▶ _Written exercise A_: Output the portion of the code excerpt starting at "for(Object row_tempObj : table.getRows())" and ending at "(also a) TextBody.", reproducing it character for character.
▶ _Written exercise B_: In the code excerpt, what file name is passed to the WordDocument constructor?

▶ _Quoted text_:
○ ○ ○ ○ ○

The following code example provides supporting methods for the above code.

private void iterateTable(WTable table)throws Exception
{
	//Iterate the row collection in a table.
	for(Object row_tempObj : table.getRows())
	{
		//Iterate the cell collection in a table row.
		WTableRow row = (WTableRow)row_tempObj;
		for(Object cell_tempObj : row.getCells())
		{
			//Table cell is derived from (also a) TextBody.
			//Reusing the code meant for iterating TextBody.
			WTableCell cell = (WTableCell)cell_tempObj;
			iterateTextBody(cell);
		}
	}
}

The following code example shows how to iterate throughout the paragraph and modify the hyperlink (Hyperlink)Uri and specific text (WTextRange)with another.

//Open an existing document from file system through constructor of WordDocument class.
WordDocument document = new WordDocument("TestDocument.docx");
//Process the body contents for each section in the Word document.
for(Object section_tempObj : document.getSections())
{
	//Access the Body of section where all the contents in document are apart.

○ ○ ○ ○ ○

Records from a point labeling set:

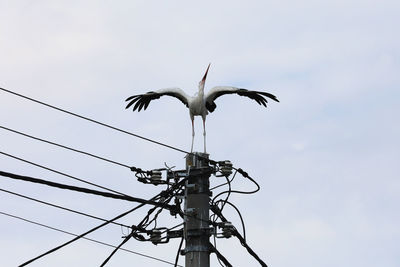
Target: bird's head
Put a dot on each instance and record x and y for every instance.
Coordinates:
(203, 81)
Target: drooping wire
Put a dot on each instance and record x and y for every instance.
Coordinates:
(60, 207)
(141, 227)
(240, 216)
(65, 147)
(100, 226)
(177, 253)
(82, 235)
(220, 256)
(93, 121)
(116, 249)
(61, 173)
(215, 209)
(86, 238)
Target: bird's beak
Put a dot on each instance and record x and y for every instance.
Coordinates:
(205, 75)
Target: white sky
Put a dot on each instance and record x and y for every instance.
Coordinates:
(326, 157)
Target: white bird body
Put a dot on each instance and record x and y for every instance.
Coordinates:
(200, 104)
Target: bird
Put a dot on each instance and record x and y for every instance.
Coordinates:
(200, 104)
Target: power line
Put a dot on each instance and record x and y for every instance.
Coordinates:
(83, 190)
(94, 121)
(61, 173)
(60, 207)
(92, 240)
(172, 188)
(65, 147)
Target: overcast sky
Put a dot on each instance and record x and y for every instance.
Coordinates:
(326, 157)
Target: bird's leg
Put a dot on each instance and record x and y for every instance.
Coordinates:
(204, 133)
(191, 149)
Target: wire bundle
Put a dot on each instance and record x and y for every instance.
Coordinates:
(160, 202)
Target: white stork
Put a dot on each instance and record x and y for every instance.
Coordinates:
(200, 104)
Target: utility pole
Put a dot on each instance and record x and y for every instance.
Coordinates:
(197, 230)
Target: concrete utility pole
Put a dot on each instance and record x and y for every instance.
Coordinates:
(197, 207)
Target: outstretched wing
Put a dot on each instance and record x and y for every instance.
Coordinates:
(218, 91)
(143, 101)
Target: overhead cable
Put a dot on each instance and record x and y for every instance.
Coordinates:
(83, 190)
(61, 173)
(89, 239)
(172, 188)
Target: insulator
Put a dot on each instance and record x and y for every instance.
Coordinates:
(155, 177)
(226, 168)
(155, 236)
(227, 229)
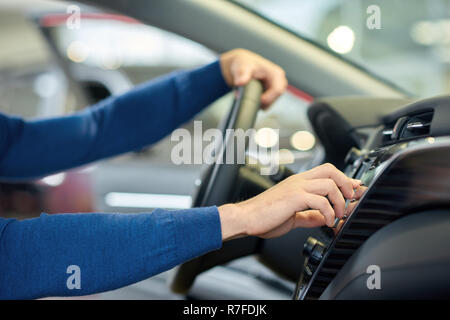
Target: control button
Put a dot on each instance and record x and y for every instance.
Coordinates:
(353, 155)
(314, 250)
(398, 127)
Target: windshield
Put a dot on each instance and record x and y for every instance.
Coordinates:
(404, 41)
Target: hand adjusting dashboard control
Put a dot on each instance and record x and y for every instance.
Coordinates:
(313, 251)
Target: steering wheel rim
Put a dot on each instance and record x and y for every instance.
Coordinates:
(219, 180)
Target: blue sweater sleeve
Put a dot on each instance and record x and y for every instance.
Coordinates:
(119, 124)
(110, 250)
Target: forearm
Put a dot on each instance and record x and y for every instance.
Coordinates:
(116, 125)
(111, 250)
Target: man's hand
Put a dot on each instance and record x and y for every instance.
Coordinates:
(310, 199)
(239, 66)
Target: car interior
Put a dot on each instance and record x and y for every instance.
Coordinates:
(396, 143)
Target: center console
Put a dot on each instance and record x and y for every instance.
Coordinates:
(405, 163)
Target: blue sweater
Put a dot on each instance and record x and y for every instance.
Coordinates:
(111, 250)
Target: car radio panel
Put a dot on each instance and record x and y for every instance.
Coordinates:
(393, 180)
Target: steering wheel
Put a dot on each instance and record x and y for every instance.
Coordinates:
(217, 186)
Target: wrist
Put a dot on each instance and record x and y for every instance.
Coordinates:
(233, 222)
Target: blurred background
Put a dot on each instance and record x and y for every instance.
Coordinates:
(48, 69)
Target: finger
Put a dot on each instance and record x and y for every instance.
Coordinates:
(351, 206)
(359, 192)
(320, 203)
(275, 86)
(309, 219)
(338, 227)
(241, 73)
(327, 170)
(327, 187)
(356, 183)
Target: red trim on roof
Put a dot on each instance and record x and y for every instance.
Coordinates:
(58, 19)
(300, 94)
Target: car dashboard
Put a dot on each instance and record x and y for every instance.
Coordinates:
(405, 163)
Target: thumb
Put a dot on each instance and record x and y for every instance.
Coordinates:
(241, 75)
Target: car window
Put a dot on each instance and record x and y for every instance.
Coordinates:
(31, 83)
(111, 46)
(404, 41)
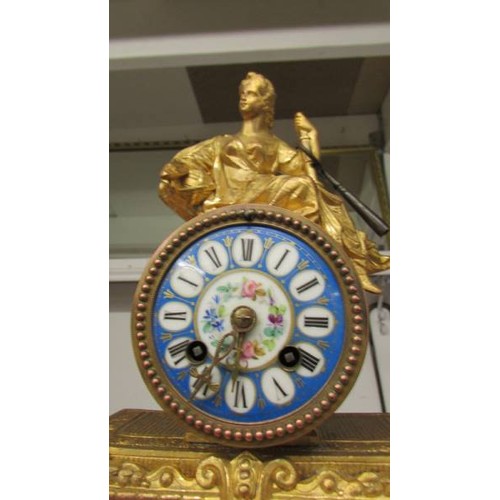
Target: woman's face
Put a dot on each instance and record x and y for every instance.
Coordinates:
(251, 102)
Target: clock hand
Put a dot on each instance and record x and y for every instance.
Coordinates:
(243, 319)
(205, 377)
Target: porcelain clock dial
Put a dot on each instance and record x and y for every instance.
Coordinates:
(250, 325)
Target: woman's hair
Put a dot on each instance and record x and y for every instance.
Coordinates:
(266, 91)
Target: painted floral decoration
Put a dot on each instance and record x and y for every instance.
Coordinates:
(215, 316)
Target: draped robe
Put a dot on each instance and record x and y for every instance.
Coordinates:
(227, 170)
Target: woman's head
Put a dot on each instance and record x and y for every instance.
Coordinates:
(265, 90)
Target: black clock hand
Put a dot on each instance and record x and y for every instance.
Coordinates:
(243, 319)
(205, 377)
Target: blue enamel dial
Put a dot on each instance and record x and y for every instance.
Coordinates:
(289, 355)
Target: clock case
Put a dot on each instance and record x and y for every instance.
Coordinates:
(304, 419)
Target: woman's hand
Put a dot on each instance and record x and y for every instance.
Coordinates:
(308, 135)
(304, 128)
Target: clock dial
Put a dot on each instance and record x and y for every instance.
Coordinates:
(252, 328)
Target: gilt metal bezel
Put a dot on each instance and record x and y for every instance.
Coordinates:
(300, 421)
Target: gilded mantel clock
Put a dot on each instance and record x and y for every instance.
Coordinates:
(249, 325)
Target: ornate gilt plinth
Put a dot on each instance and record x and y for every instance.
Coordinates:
(151, 457)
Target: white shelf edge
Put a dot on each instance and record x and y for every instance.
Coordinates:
(126, 269)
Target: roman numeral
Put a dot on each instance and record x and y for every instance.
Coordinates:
(175, 316)
(308, 285)
(279, 390)
(178, 350)
(247, 248)
(212, 254)
(308, 361)
(240, 391)
(316, 321)
(276, 267)
(187, 281)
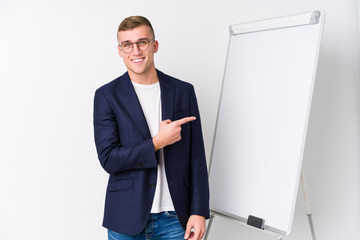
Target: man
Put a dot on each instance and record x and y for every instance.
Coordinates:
(148, 138)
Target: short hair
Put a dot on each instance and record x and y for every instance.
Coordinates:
(132, 22)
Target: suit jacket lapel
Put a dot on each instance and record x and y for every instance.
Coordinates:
(132, 104)
(167, 96)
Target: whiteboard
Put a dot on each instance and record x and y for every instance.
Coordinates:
(262, 119)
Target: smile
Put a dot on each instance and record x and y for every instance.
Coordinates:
(138, 60)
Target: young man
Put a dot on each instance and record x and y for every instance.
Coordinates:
(148, 138)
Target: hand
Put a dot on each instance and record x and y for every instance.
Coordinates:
(197, 224)
(169, 132)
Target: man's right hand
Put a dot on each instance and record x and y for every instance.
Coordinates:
(169, 132)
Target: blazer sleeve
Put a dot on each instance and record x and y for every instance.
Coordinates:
(114, 157)
(199, 173)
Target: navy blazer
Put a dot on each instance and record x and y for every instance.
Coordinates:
(126, 151)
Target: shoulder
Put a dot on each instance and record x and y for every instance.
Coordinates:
(112, 85)
(177, 83)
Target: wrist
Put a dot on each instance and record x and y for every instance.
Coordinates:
(156, 143)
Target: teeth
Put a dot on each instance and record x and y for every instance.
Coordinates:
(137, 60)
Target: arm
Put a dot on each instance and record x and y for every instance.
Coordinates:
(112, 155)
(200, 187)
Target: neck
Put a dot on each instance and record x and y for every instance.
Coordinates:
(147, 79)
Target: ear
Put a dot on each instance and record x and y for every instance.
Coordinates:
(156, 46)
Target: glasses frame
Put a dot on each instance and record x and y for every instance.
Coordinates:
(137, 44)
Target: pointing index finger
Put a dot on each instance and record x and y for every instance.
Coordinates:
(185, 120)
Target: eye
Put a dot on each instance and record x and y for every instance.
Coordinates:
(127, 45)
(143, 42)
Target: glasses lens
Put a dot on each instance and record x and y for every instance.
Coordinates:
(126, 47)
(143, 44)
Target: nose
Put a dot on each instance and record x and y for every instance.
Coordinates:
(136, 48)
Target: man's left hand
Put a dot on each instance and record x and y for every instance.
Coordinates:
(195, 227)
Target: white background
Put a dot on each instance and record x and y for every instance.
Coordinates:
(54, 54)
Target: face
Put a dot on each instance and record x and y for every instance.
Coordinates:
(138, 62)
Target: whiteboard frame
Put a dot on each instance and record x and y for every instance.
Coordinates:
(314, 17)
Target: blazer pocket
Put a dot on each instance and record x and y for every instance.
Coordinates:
(186, 181)
(180, 115)
(120, 185)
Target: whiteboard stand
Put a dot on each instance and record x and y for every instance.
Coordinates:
(214, 213)
(307, 204)
(278, 236)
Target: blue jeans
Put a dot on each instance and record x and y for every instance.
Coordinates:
(160, 226)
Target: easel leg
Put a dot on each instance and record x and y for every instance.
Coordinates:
(307, 205)
(209, 226)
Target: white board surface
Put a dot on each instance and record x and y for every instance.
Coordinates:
(262, 120)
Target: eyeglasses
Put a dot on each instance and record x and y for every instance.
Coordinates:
(127, 47)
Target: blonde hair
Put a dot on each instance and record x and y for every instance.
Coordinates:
(132, 22)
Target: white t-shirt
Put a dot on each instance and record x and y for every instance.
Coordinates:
(150, 100)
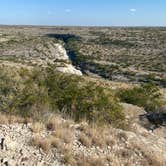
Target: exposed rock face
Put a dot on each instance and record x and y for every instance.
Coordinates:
(140, 145)
(61, 54)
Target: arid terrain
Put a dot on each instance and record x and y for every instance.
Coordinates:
(74, 95)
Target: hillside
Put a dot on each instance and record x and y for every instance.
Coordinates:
(74, 96)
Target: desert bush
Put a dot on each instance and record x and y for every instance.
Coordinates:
(146, 95)
(43, 90)
(82, 100)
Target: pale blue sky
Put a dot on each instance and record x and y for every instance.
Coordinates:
(84, 12)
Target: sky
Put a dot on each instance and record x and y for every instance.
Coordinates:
(83, 12)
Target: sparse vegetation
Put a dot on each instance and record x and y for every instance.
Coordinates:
(147, 96)
(44, 90)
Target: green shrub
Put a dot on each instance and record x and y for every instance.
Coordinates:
(43, 90)
(147, 96)
(82, 100)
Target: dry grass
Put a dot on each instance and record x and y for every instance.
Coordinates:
(43, 143)
(11, 119)
(96, 136)
(69, 158)
(85, 140)
(37, 127)
(53, 123)
(66, 135)
(89, 161)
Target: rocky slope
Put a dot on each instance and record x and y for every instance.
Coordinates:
(107, 147)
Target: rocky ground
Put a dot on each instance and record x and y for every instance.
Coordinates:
(138, 146)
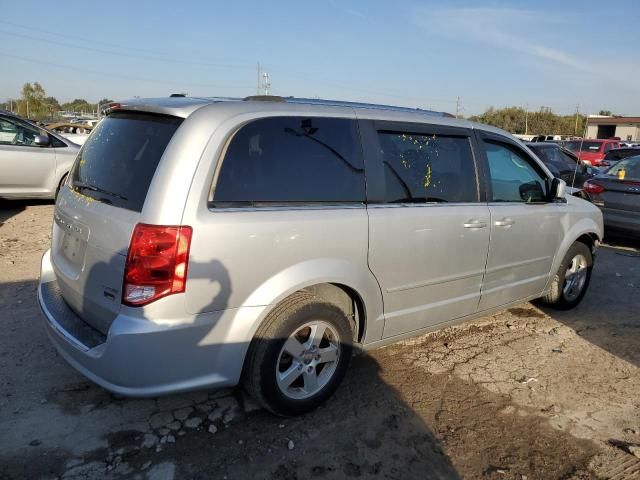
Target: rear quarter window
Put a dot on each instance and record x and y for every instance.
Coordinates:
(284, 160)
(118, 160)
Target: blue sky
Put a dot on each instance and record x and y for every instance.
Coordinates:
(423, 54)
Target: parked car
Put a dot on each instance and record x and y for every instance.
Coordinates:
(616, 154)
(563, 163)
(76, 132)
(202, 243)
(34, 161)
(592, 151)
(617, 193)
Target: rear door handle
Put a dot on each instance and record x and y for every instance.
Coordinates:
(505, 222)
(474, 224)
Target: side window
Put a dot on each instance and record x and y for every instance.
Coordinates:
(569, 161)
(428, 168)
(513, 177)
(16, 133)
(292, 159)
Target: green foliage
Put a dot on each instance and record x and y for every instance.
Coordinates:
(542, 122)
(35, 104)
(79, 105)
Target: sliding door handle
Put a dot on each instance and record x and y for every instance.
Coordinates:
(505, 222)
(474, 224)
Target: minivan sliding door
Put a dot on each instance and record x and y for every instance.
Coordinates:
(428, 230)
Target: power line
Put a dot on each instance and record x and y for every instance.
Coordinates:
(121, 54)
(117, 75)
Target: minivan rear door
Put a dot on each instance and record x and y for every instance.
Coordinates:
(526, 227)
(98, 208)
(428, 229)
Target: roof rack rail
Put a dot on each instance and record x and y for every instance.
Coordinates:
(343, 103)
(264, 98)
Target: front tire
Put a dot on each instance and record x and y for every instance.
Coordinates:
(299, 355)
(572, 279)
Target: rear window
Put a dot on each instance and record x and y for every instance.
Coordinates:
(292, 160)
(619, 153)
(118, 160)
(586, 146)
(630, 166)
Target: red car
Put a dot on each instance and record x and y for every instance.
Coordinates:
(592, 151)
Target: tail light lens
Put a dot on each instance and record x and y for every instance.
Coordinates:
(156, 264)
(591, 187)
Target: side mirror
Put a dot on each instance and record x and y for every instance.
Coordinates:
(41, 140)
(558, 189)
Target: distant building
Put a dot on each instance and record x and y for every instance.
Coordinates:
(625, 128)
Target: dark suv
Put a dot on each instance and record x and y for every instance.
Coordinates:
(617, 154)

○ ○ ○ ○ ○

▶ _Correct answer A_:
for(Object row_tempObj : table.getRows())
	{
		//Iterate the cell collection in a table row.
		WTableRow row = (WTableRow)row_tempObj;
		for(Object cell_tempObj : row.getCells())
		{
			//Table cell is derived from (also a) TextBody.

▶ _Correct answer B_: TestDocument.docx